EXERCISE
From the items below, extract each line that contains the string "face" and reproduce those lines unchanged.

═══

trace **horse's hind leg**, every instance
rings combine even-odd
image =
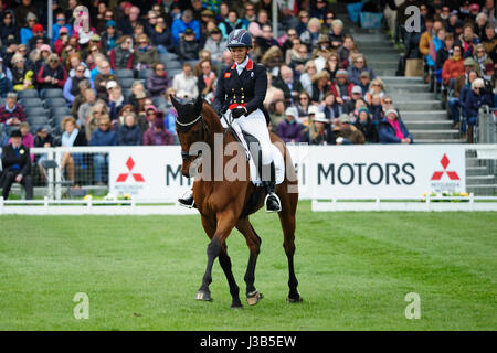
[[[248,264],[246,266],[244,280],[246,282],[246,301],[250,306],[256,304],[262,299],[262,293],[255,289],[255,266],[261,249],[261,238],[255,233],[248,217],[239,220],[236,228],[243,234],[250,249]]]
[[[295,254],[295,212],[298,202],[298,195],[285,193],[279,195],[282,199],[282,212],[278,213],[279,222],[283,228],[283,247],[285,248],[286,257],[288,259],[288,302],[300,302],[302,297],[297,291],[297,277],[294,269],[294,254]]]

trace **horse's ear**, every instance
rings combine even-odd
[[[179,107],[181,106],[180,103],[175,98],[173,95],[169,95],[171,98],[172,106],[176,108],[176,111],[179,111]]]

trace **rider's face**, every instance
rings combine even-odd
[[[243,63],[246,54],[248,54],[247,47],[232,47],[231,49],[231,56],[233,57],[233,61],[235,61],[237,64]]]

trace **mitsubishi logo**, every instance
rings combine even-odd
[[[135,179],[136,182],[145,182],[144,175],[141,175],[140,173],[131,173],[133,168],[135,167],[135,161],[133,160],[131,157],[128,158],[128,160],[126,161],[126,167],[128,168],[127,173],[121,173],[117,176],[116,182],[118,183],[124,183],[129,175],[133,176],[133,179]]]
[[[440,163],[442,164],[444,170],[441,172],[440,171],[434,172],[431,180],[441,180],[444,173],[447,173],[448,179],[451,180],[459,180],[459,175],[457,175],[456,172],[447,171],[447,165],[451,163],[451,161],[447,158],[447,154],[444,153],[444,157],[442,157]]]

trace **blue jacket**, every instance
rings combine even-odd
[[[95,130],[89,140],[89,146],[116,146],[117,136],[116,132],[107,130],[102,131],[99,128]]]
[[[411,139],[411,143],[414,142],[414,138],[412,137],[411,132],[409,132],[404,122],[401,119],[398,120],[399,127],[404,137],[409,137]],[[378,127],[378,139],[380,143],[401,143],[401,140],[395,136],[395,130],[390,125],[387,118],[383,118],[380,121],[380,125]]]
[[[195,32],[195,40],[200,40],[200,23],[197,20],[191,20],[189,23],[184,23],[183,20],[178,19],[175,20],[171,24],[171,33],[172,40],[175,41],[175,45],[179,44],[180,34],[184,33],[187,29],[191,29]]]

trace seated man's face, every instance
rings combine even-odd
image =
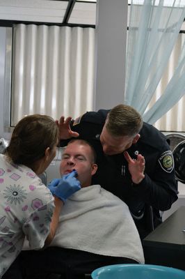
[[[67,174],[75,169],[81,186],[90,186],[92,175],[95,174],[97,168],[92,158],[92,150],[88,144],[80,144],[78,141],[70,143],[63,154],[61,174]]]

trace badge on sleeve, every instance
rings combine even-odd
[[[82,115],[81,115],[80,116],[76,118],[76,119],[73,122],[73,124],[72,124],[73,126],[74,126],[75,125],[77,125],[77,124],[79,124],[80,123],[81,116],[82,116]]]
[[[166,172],[172,172],[174,168],[174,160],[170,150],[163,152],[158,160],[162,169]]]

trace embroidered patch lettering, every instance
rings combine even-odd
[[[158,160],[165,172],[172,172],[174,168],[174,160],[170,150],[163,153]]]
[[[77,124],[79,124],[80,123],[81,116],[80,116],[76,118],[76,119],[73,122],[73,124],[72,124],[73,126],[74,126],[75,125],[77,125]]]

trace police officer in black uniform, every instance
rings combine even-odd
[[[113,134],[106,126],[111,117],[116,126],[119,114],[128,122],[123,136]],[[134,135],[129,130],[138,120],[140,128]],[[173,156],[165,136],[152,126],[143,124],[138,112],[125,105],[86,112],[75,120],[68,117],[65,121],[62,116],[58,125],[61,146],[77,136],[92,145],[98,165],[92,183],[100,184],[127,204],[141,239],[145,237],[161,223],[161,211],[177,199]]]

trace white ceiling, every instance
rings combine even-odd
[[[0,20],[95,26],[96,2],[97,0],[0,0]],[[185,31],[185,22],[182,30]]]

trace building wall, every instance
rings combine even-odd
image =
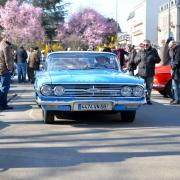
[[[159,7],[167,0],[144,0],[134,8],[134,17],[128,19],[131,43],[139,45],[144,39],[158,43]]]
[[[167,0],[146,0],[146,38],[153,44],[158,44],[158,14],[159,7]]]
[[[160,6],[158,19],[158,44],[160,46],[164,45],[169,35],[178,40],[178,8],[175,2],[175,0],[170,1],[170,9],[169,1]]]

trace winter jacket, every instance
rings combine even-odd
[[[138,64],[138,75],[141,77],[153,77],[155,75],[155,64],[161,61],[156,49],[150,47],[147,50],[140,50],[135,63]]]
[[[38,66],[38,61],[38,52],[34,50],[29,56],[28,67],[36,70]]]
[[[17,59],[17,63],[26,63],[27,62],[27,52],[25,51],[25,49],[23,47],[20,47],[18,50],[17,50],[17,53],[16,53],[16,59]]]
[[[136,54],[137,54],[136,50],[133,49],[128,55],[128,69],[131,71],[135,70],[137,67],[137,64],[135,63]]]
[[[117,56],[119,59],[119,63],[121,65],[121,67],[124,66],[125,64],[125,55],[128,55],[129,53],[127,51],[125,51],[124,49],[118,48],[117,49]]]
[[[13,70],[13,56],[11,44],[5,40],[0,42],[0,75]]]
[[[180,81],[180,45],[174,48],[172,63],[172,78]]]

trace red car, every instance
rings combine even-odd
[[[171,66],[157,66],[155,68],[153,89],[159,91],[165,97],[172,97],[171,86]]]

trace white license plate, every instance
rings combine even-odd
[[[111,103],[78,103],[76,104],[78,111],[108,111],[112,110]]]

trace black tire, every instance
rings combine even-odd
[[[121,121],[131,123],[135,120],[135,116],[136,116],[136,111],[122,111]]]
[[[159,93],[160,93],[161,95],[165,96],[165,97],[167,96],[165,89],[162,90],[162,91],[159,91]]]
[[[43,110],[43,121],[45,124],[52,124],[54,122],[54,113],[52,111]]]

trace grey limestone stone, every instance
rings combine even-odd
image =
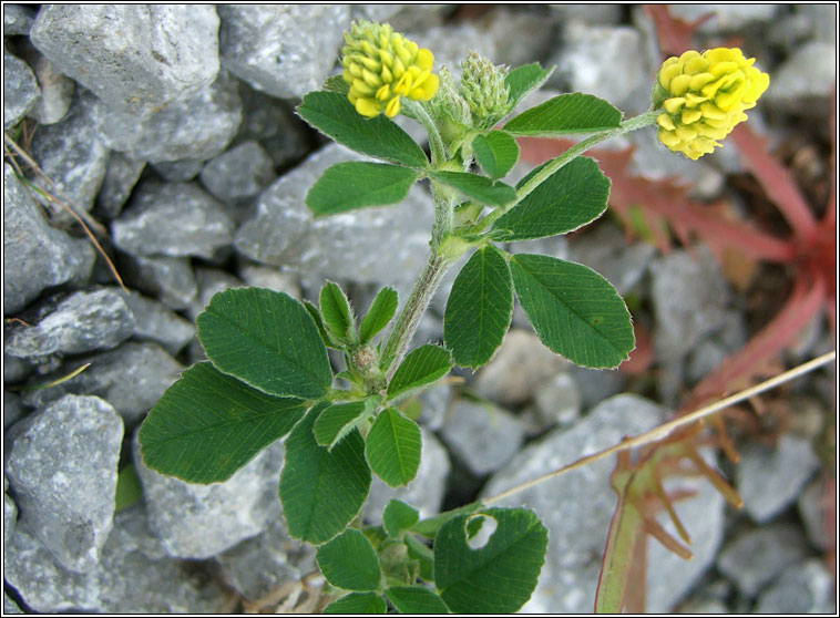
[[[452,405],[441,436],[473,474],[483,476],[516,454],[525,425],[506,410],[461,399]]]
[[[29,37],[29,30],[35,22],[35,13],[33,7],[25,4],[3,4],[3,34]]]
[[[808,547],[802,532],[789,524],[775,524],[739,535],[717,558],[718,569],[746,597],[755,597],[781,570],[805,559]]]
[[[209,4],[49,4],[30,35],[110,106],[148,116],[216,78],[217,31]]]
[[[320,87],[350,23],[346,4],[225,4],[218,14],[222,65],[281,99]]]
[[[449,454],[434,434],[421,428],[422,456],[417,476],[407,487],[389,487],[379,477],[373,475],[370,485],[370,494],[362,506],[362,517],[371,525],[382,523],[382,512],[388,503],[401,499],[420,512],[420,517],[431,517],[440,512],[443,502],[443,492],[447,488],[447,478],[452,467]]]
[[[759,524],[795,502],[820,465],[810,442],[790,434],[782,435],[775,447],[747,444],[740,456],[736,490],[749,516]]]
[[[655,426],[666,411],[633,394],[611,398],[571,429],[557,429],[529,444],[498,472],[482,491],[493,496],[583,455],[612,446],[625,435]],[[616,505],[609,486],[614,460],[592,462],[512,495],[500,506],[532,508],[549,528],[545,565],[523,612],[585,614],[595,599],[601,556]],[[666,550],[648,546],[647,611],[668,611],[714,560],[723,534],[723,498],[708,483],[679,480],[679,486],[698,494],[676,504],[677,513],[694,538],[694,560],[684,562]],[[673,488],[668,486],[668,488]],[[667,516],[666,516],[667,518]],[[664,519],[660,519],[664,524]]]
[[[90,367],[74,378],[27,394],[25,402],[40,408],[66,393],[99,395],[113,405],[125,426],[131,428],[146,415],[184,370],[156,343],[126,341],[110,352],[68,363],[59,374],[39,378],[39,382],[58,379],[86,363]]]
[[[231,244],[225,207],[197,183],[143,183],[113,220],[114,244],[141,256],[213,258]]]
[[[64,117],[73,103],[75,83],[58,71],[52,62],[33,47],[30,45],[25,50],[25,56],[41,87],[41,97],[28,115],[39,124],[57,123]]]
[[[55,565],[24,531],[7,547],[4,565],[7,581],[42,614],[213,614],[226,597],[201,567],[166,555],[140,504],[116,514],[102,558],[89,573]]]
[[[90,571],[113,525],[122,420],[100,398],[66,395],[14,429],[6,473],[19,526],[65,569]]]
[[[136,440],[134,445],[134,467],[143,485],[150,526],[172,557],[209,558],[260,534],[280,516],[280,442],[227,481],[212,485],[158,474],[143,463]]]
[[[102,186],[96,194],[96,209],[104,218],[113,219],[120,214],[145,166],[145,161],[129,158],[117,151],[111,152]]]
[[[107,146],[131,158],[148,163],[204,161],[223,152],[236,135],[242,100],[236,80],[219,71],[209,85],[145,120],[95,100],[93,114]]]
[[[486,399],[513,406],[567,367],[568,361],[543,346],[533,331],[512,328],[473,385]]]
[[[134,313],[134,337],[160,343],[170,354],[177,354],[195,337],[195,326],[160,302],[139,292],[120,295]]]
[[[761,596],[755,614],[837,614],[831,575],[818,558],[789,565]]]
[[[12,330],[6,351],[29,358],[109,350],[133,332],[134,313],[116,291],[109,288],[78,291],[38,325]]]
[[[335,163],[359,155],[330,144],[259,195],[256,212],[236,231],[243,256],[301,275],[395,285],[412,281],[428,257],[433,207],[421,187],[399,205],[315,219],[309,188]]]
[[[38,102],[41,89],[32,69],[3,47],[3,130],[14,126]]]
[[[250,601],[317,568],[315,547],[290,538],[283,518],[273,521],[266,532],[217,555],[215,562],[225,583]]]
[[[213,157],[201,174],[204,187],[224,203],[252,197],[275,177],[272,157],[252,141]]]
[[[55,192],[71,206],[90,210],[102,186],[107,167],[109,148],[102,142],[91,117],[91,107],[76,99],[61,122],[39,127],[32,137],[32,156],[55,183],[37,178],[44,189]],[[73,220],[57,209],[62,220]]]
[[[157,297],[170,309],[188,307],[198,293],[189,258],[127,254],[122,257],[120,272],[125,281],[133,288]]]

═══

RESULT BELOW
trace **rider's face**, every instance
trace seated man's face, every instance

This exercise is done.